• **Short task**: Locate the line containing "Where can the seated woman", then please write out that line and all the lines below it in the entries exactly.
==== Extracted entries
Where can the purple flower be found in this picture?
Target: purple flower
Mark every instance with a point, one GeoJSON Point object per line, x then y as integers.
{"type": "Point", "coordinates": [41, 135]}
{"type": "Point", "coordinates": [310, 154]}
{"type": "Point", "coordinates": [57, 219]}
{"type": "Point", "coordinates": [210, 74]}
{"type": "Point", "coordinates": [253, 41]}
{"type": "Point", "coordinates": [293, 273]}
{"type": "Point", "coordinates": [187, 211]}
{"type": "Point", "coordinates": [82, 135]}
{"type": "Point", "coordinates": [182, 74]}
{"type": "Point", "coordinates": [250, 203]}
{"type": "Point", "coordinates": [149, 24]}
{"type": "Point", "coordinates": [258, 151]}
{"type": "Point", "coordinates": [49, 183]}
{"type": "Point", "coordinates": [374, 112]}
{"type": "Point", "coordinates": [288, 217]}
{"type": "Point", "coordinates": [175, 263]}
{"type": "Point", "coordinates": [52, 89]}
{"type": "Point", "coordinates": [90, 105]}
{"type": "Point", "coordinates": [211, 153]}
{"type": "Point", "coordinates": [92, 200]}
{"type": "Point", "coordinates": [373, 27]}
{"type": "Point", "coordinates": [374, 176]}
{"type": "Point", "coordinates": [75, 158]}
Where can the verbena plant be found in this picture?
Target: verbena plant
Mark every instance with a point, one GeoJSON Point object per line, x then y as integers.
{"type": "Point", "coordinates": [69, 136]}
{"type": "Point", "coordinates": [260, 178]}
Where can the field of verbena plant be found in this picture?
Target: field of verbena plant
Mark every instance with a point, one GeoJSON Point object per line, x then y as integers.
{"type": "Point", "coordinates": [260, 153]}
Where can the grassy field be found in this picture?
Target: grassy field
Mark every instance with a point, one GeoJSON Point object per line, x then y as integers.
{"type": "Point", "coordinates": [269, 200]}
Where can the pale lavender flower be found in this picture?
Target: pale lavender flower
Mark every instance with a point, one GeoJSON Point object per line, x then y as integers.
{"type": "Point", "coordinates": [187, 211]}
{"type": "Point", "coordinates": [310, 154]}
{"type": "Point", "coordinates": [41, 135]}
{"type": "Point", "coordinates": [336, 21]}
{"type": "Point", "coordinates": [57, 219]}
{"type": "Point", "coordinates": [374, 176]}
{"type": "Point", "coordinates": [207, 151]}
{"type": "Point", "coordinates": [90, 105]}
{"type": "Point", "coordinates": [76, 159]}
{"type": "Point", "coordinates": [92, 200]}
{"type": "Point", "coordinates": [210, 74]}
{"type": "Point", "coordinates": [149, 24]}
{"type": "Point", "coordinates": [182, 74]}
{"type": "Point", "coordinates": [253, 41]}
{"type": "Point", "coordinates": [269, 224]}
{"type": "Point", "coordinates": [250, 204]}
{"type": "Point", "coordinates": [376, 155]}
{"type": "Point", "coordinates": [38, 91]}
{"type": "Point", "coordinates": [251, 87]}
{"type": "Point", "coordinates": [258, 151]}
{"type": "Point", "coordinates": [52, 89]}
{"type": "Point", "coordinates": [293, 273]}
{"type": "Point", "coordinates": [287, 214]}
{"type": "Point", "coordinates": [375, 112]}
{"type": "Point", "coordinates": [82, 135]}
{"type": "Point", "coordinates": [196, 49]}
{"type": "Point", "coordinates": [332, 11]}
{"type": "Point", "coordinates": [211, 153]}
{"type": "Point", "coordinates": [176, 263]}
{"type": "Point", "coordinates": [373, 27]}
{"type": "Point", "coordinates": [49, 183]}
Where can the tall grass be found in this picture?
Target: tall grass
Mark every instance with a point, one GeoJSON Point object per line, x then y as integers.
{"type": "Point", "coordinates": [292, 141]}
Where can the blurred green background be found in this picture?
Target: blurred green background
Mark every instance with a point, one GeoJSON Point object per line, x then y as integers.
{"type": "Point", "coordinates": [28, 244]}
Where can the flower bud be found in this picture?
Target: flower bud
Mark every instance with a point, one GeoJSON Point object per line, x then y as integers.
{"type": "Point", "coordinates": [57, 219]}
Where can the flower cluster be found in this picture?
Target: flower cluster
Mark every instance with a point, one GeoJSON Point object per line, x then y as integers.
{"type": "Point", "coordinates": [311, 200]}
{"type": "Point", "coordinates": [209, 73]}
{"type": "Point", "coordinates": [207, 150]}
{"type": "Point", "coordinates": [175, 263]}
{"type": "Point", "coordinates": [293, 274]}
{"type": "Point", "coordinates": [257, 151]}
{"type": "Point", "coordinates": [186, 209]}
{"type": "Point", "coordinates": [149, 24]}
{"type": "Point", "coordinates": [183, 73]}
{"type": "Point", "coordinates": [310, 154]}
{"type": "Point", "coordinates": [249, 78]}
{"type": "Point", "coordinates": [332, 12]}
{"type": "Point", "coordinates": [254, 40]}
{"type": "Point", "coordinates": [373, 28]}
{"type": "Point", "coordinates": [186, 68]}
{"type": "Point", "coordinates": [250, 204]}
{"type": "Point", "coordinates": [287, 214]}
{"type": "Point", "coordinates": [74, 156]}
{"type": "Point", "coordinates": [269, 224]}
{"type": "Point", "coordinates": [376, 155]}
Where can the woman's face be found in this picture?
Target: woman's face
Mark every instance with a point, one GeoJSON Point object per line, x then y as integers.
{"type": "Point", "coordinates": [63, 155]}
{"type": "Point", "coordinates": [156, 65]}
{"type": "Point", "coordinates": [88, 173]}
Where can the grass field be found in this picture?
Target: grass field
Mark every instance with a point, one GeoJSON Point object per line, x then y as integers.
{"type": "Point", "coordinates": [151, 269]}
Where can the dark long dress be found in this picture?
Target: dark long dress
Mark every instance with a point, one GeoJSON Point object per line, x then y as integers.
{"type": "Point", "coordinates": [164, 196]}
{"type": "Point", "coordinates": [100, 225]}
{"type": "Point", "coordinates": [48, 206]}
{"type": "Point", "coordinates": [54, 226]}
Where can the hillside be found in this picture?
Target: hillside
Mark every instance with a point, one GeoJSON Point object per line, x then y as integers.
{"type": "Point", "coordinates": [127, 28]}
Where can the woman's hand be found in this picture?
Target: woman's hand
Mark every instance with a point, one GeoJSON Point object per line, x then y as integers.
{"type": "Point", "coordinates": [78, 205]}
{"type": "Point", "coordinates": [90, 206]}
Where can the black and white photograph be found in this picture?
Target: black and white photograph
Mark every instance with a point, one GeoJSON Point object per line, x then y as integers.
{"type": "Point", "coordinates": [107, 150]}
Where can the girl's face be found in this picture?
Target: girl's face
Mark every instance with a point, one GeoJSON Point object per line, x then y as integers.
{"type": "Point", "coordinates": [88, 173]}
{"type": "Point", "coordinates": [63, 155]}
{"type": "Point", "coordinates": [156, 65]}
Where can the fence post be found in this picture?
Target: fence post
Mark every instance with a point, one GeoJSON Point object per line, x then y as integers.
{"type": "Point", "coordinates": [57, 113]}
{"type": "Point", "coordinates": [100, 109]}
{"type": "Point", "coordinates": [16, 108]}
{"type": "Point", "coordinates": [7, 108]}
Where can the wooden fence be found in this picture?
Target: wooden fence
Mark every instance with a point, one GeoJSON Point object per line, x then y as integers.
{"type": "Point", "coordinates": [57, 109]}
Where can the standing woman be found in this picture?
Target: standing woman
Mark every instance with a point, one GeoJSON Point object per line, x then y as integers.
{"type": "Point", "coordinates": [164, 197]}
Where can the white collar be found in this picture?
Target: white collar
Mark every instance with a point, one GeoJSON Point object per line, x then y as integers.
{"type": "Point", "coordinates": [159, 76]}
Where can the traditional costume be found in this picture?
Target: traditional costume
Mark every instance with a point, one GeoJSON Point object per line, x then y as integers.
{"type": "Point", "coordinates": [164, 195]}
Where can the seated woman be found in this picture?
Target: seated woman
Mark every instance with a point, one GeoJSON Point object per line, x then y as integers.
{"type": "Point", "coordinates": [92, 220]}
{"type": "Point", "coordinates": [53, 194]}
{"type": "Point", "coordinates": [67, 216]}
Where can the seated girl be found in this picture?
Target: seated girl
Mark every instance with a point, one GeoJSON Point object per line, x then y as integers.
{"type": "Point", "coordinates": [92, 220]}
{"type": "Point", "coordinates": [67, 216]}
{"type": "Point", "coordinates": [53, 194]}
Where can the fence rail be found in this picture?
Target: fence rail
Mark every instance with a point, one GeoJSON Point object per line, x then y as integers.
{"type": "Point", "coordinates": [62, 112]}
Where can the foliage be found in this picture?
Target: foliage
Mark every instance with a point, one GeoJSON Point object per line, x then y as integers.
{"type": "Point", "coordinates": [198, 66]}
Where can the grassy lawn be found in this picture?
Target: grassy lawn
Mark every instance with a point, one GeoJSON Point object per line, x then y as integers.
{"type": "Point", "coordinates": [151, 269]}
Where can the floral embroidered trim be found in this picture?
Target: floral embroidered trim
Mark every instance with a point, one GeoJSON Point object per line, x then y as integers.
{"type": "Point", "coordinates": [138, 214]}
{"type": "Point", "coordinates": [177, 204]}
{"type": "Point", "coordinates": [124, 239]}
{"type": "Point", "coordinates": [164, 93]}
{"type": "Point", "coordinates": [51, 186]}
========
• **Reply**:
Where can the seated woman be found in this picture?
Target: seated woman
Mark every instance with a point, one GeoJSON Point object per line, x then y as integers.
{"type": "Point", "coordinates": [92, 220]}
{"type": "Point", "coordinates": [53, 194]}
{"type": "Point", "coordinates": [67, 216]}
Where can the seated girl be found in this picture?
Target: seated girl
Mark every instance with a point, one GeoJSON Point object per line, x then y as integers.
{"type": "Point", "coordinates": [92, 220]}
{"type": "Point", "coordinates": [67, 216]}
{"type": "Point", "coordinates": [53, 194]}
Where can the fence rail be found in this picture?
Target: fence rail
Mark every instance with a point, one GeoJSON Point object per line, x then y as integers.
{"type": "Point", "coordinates": [62, 112]}
Where can the foliage be found in this picture?
Target: foliage
Mark every instance with a point, one GeoJSON Point object per line, x then y as integers.
{"type": "Point", "coordinates": [198, 66]}
Where can the grassy lawn be found in this picture?
Target: grassy lawn
Mark every instance with a point, one GeoJSON Point object per line, x then y as integers.
{"type": "Point", "coordinates": [151, 269]}
Where can the floral embroidered trim be found in this picture?
Target: floral embroidered trim
Mark every instance with a point, one GeoJSON Point object per line, x then y as integers.
{"type": "Point", "coordinates": [138, 214]}
{"type": "Point", "coordinates": [177, 204]}
{"type": "Point", "coordinates": [124, 239]}
{"type": "Point", "coordinates": [164, 93]}
{"type": "Point", "coordinates": [51, 186]}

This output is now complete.